**GIVEN PROBLEM A:**
Extract every line of the rows that contains the string "track". Case counts.

**TEXT SEGMENT:**
------------------------------------------------
De-stressing for Success
I recently wrote a blog about the latest and greatest event technologies. I am now going to do an about-face and talk about “unplugging” from it all.
I just returned from a week long yoga retreat at Omega Institute in Rhinebeck, NY. It was a bit like going back to summer camp although even more enjoyable than I remembered as a kid. The retreat center, a beautiful, rustic campus in the Hudson River Valley, offered great vegetarian food and lots of healthy activities to fill the day. Of course cell phones and all electronic devices were highly discouraged. This gave me a chance to slow down, enjoy nature, meet new people and because the facility was highly committed to sustainable living, become a bit more environmentally conscious. I finished the week feeling recharged and refreshed.
My experience led me to believe that this “unplugging” is a necessary part of life (at least a healthy one) and something so many people are neglecting in their race to keep up. We have become a culture of distraction, gaining a sense of satisfaction, importance and even an identity by always being “on.” Although we are all busy connecting through social media and a myriad of other technologies, there are less authentic connections with neighbors, friends, family…and ultimately to ourselves. It’s a high price to pay.
------------------------------------------------
**INFORMATION GIVEN:**

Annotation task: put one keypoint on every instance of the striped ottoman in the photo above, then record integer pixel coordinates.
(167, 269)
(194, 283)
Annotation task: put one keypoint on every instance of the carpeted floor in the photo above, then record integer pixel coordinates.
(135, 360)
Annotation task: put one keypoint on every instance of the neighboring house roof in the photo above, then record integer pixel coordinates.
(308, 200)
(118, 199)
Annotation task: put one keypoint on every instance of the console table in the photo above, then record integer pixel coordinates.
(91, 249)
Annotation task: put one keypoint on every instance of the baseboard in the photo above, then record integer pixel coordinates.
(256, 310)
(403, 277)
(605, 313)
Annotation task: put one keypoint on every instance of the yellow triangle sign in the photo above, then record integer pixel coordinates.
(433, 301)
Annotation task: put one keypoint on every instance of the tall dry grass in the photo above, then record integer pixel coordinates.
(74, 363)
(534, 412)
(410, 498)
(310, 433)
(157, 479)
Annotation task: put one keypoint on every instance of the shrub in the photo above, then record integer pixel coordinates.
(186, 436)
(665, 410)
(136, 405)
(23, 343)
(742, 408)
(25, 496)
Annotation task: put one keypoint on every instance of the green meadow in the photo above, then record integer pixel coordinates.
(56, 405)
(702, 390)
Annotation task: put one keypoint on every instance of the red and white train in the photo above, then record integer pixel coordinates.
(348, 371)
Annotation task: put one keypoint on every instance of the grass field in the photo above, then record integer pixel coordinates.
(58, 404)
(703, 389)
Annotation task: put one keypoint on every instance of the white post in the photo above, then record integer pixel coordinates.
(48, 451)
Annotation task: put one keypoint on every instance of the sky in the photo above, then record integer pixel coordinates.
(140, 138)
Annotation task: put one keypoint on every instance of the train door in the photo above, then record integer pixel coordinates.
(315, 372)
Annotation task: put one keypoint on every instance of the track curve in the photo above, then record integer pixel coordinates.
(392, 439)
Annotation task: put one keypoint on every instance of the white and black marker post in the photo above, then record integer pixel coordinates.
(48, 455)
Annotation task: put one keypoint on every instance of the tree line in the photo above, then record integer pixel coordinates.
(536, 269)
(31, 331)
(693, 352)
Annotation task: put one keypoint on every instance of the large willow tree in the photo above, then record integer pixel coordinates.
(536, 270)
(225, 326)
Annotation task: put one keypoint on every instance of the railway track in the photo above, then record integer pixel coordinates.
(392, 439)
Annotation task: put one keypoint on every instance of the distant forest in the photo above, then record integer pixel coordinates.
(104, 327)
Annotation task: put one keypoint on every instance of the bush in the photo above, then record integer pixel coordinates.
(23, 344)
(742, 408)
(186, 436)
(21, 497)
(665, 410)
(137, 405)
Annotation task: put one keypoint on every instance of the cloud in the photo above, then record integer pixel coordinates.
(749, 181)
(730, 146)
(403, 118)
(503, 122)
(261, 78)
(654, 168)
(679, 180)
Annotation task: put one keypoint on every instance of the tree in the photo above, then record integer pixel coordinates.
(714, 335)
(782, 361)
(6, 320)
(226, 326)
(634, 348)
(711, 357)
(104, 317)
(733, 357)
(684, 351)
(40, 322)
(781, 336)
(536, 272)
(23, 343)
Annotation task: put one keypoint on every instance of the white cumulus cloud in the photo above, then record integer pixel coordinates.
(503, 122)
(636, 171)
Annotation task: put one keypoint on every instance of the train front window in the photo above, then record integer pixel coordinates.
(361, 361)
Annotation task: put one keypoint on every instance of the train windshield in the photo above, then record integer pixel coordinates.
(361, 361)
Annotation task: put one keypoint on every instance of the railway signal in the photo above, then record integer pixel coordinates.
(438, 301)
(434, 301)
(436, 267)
------------------------------------------------
**GIVEN PROBLEM B:**
Answer these questions about the blog post on unplugging:
(i) What was the subject of the blog the writer recently wrote?
(ii) Where did the writer attend the week-long yoga retreat?
(iii) According to the writer, what kind of culture have we become?

**COMPLETE RESPONSE A:**
Annotation task: put one keypoint on every instance of the track curve in the photo above, then record integer pixel coordinates.
Annotation task: put one keypoint on every instance of the railway track in the photo above, then record integer pixel coordinates.

**COMPLETE RESPONSE B:**
(i) The latest and greatest event technologies.
(ii) At Omega Institute in Rhinebeck, NY.
(iii) A culture of distraction.